■ Task details ■
Leave out the pictures and copy everything else in the entries exactly.
— START Provided entries —
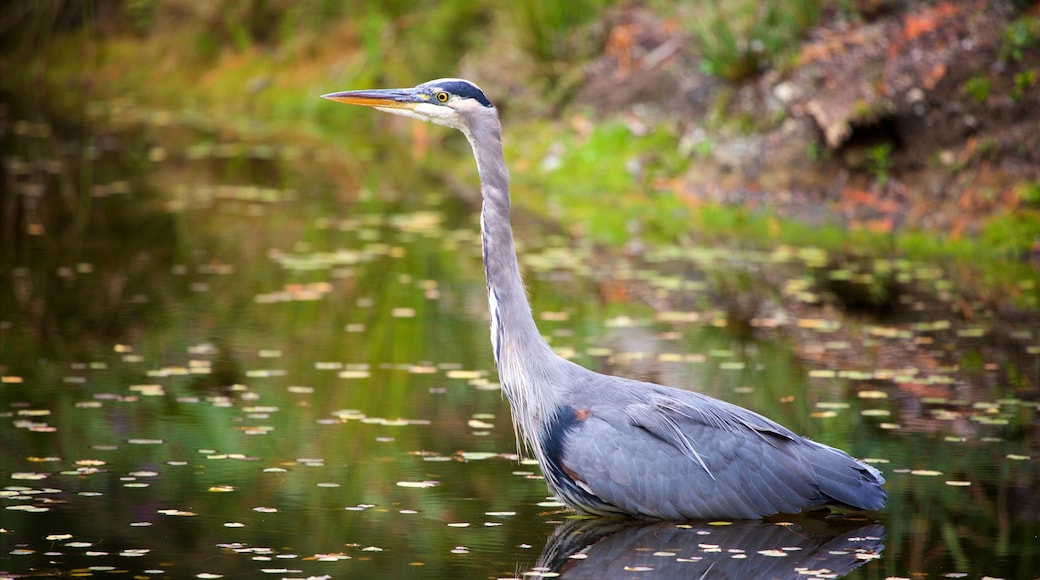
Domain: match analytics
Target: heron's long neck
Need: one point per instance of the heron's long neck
(521, 354)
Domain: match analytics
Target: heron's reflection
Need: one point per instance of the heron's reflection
(804, 548)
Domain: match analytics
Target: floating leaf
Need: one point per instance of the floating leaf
(419, 484)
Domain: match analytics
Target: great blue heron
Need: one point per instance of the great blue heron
(613, 446)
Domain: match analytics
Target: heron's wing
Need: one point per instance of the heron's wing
(690, 456)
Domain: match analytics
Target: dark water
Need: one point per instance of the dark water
(228, 358)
— END Provided entries —
■ Solution to this exercise ■
Domain: match analytics
Target: heron's long neck
Need: one point per instance of the heron's long neck
(521, 354)
Domain: match analytics
Target: heron's reflection
Need: one point per instance of the heron's reflection
(804, 548)
Domain: match analytics
Target: floating leaf
Need: one point per instance of the floating leaf
(419, 484)
Domain: match analytics
Target: great blue heron
Need: one point per instance of the great blue heron
(613, 446)
Domain: match analytics
Target: heron's wing
Need: one point per instance of the heron's wing
(690, 456)
Domain: match analytics
Target: dark water
Need: one point per instance of the dark water
(228, 358)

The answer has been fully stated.